- **INSTRUCTION**: Pull out every line of the items below that contains the string "electrical", copying each one in full. Case counts when matching.
++++++++++
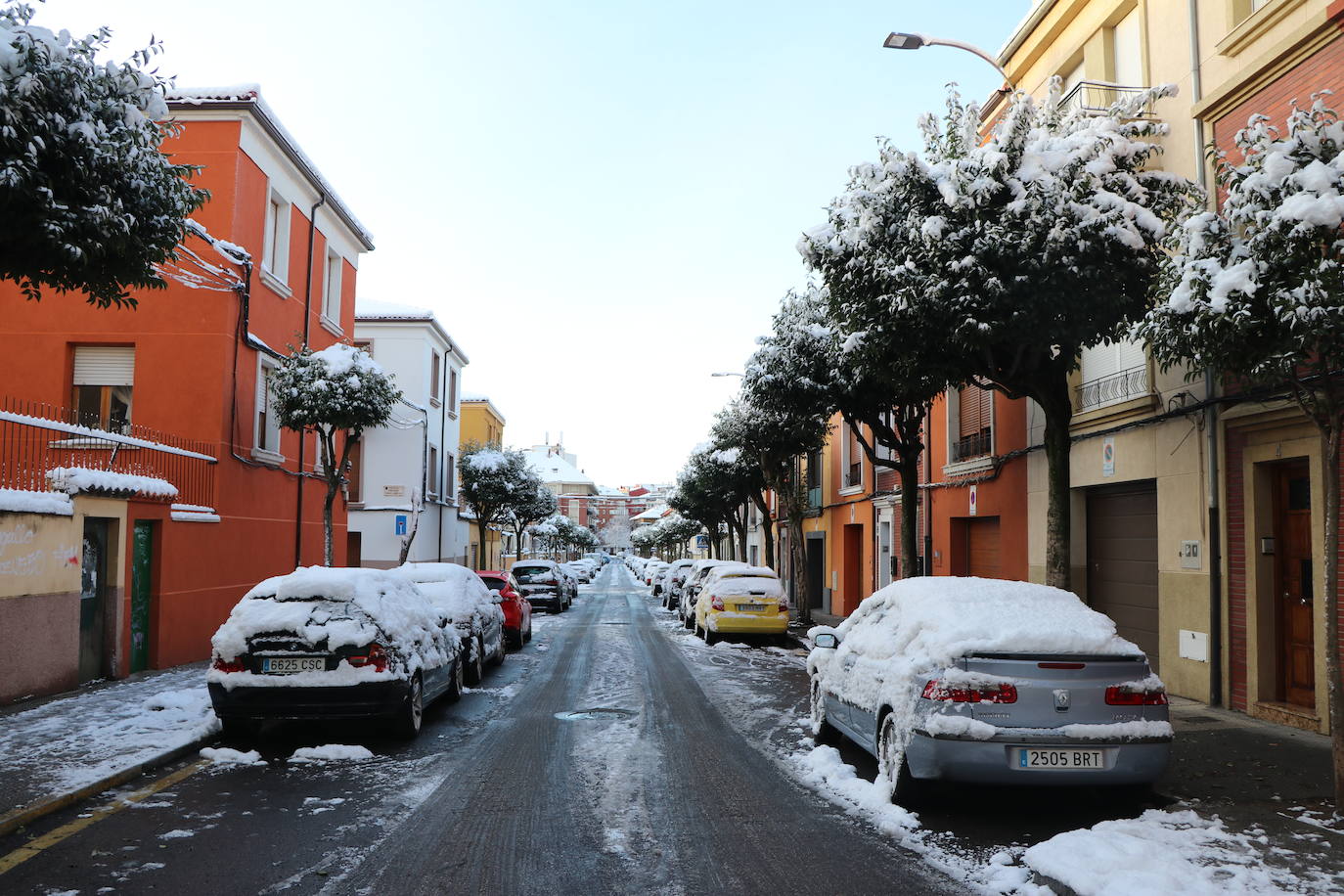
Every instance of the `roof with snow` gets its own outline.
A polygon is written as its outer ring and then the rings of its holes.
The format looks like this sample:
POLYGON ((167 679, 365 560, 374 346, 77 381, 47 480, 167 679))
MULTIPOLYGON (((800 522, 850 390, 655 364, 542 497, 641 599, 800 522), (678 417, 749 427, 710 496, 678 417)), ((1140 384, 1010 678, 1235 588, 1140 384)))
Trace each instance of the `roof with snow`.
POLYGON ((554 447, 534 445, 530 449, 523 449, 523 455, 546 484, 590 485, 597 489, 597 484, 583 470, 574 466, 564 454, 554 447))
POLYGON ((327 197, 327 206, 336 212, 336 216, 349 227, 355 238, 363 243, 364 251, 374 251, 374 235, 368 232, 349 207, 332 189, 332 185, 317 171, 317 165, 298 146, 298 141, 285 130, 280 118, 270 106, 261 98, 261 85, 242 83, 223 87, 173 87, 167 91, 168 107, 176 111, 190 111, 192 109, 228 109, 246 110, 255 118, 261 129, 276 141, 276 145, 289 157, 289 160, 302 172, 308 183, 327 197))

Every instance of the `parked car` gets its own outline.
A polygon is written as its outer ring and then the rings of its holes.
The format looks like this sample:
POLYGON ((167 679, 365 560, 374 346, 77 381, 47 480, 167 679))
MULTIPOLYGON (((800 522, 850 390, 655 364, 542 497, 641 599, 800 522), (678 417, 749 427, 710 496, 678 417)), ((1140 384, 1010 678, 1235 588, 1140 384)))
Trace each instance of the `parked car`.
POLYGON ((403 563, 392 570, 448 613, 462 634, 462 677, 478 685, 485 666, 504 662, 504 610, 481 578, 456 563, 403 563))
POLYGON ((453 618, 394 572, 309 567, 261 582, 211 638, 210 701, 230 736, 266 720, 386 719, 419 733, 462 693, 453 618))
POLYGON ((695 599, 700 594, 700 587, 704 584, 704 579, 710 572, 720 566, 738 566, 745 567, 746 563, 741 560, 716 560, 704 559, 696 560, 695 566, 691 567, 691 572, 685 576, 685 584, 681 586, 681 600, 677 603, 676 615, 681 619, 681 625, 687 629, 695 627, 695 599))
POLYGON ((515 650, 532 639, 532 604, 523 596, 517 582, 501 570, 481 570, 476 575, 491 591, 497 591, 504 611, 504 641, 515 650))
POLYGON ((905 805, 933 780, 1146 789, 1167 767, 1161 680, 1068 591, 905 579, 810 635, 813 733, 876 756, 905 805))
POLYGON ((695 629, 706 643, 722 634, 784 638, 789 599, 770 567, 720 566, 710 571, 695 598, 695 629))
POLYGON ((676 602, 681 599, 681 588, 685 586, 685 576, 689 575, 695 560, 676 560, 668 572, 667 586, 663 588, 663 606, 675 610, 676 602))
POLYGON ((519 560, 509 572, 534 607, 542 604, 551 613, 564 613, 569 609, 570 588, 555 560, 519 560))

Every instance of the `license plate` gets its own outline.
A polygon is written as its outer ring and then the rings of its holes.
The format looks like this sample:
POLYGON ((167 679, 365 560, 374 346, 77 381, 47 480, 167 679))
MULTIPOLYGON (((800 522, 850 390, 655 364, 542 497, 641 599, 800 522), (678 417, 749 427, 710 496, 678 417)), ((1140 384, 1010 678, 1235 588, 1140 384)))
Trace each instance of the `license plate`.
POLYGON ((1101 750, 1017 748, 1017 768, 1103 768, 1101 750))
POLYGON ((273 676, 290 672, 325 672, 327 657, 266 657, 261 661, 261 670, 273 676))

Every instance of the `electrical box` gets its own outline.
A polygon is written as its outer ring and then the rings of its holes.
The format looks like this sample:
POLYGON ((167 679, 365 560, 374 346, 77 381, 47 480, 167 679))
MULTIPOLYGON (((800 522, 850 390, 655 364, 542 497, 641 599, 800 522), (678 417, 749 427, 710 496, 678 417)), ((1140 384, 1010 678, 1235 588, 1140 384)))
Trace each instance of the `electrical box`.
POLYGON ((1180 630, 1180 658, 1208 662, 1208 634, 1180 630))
++++++++++
- **RESULT FOR THIS EXERCISE**:
Every instance of the `electrical box` gets its own outline.
Trace each instance of the `electrical box`.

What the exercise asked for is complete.